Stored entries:

------------------------------------------------------------

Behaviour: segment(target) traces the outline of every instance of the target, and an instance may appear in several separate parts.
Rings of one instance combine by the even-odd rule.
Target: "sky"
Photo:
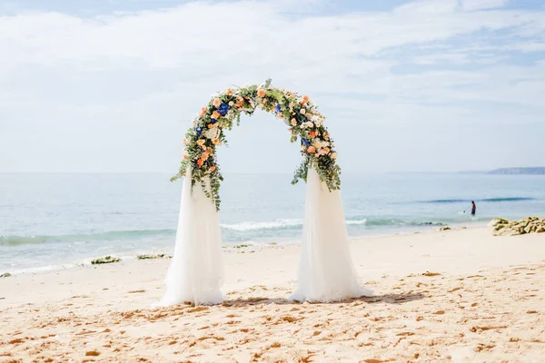
[[[3,0],[0,172],[171,172],[213,93],[308,94],[345,172],[545,166],[545,1]],[[291,172],[243,117],[224,172]]]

------------------------------------------------------------

TASK REQUIREMENTS: Format all of the entries above as a JSON list of strings, with one string per line. Omit blank lines and the pictures.

RESULT OF THE TASK:
[
  "Behaviour: segment(target) traces the outline of every instance of the target, and an instance may appear in several separate parts.",
  "Rings of one instance combine by the even-odd rule.",
  "Target: \"sky\"",
  "Photo:",
  "[[[3,0],[0,172],[171,172],[213,93],[308,94],[345,172],[545,166],[545,1]],[[291,172],[243,117],[224,172]]]"
]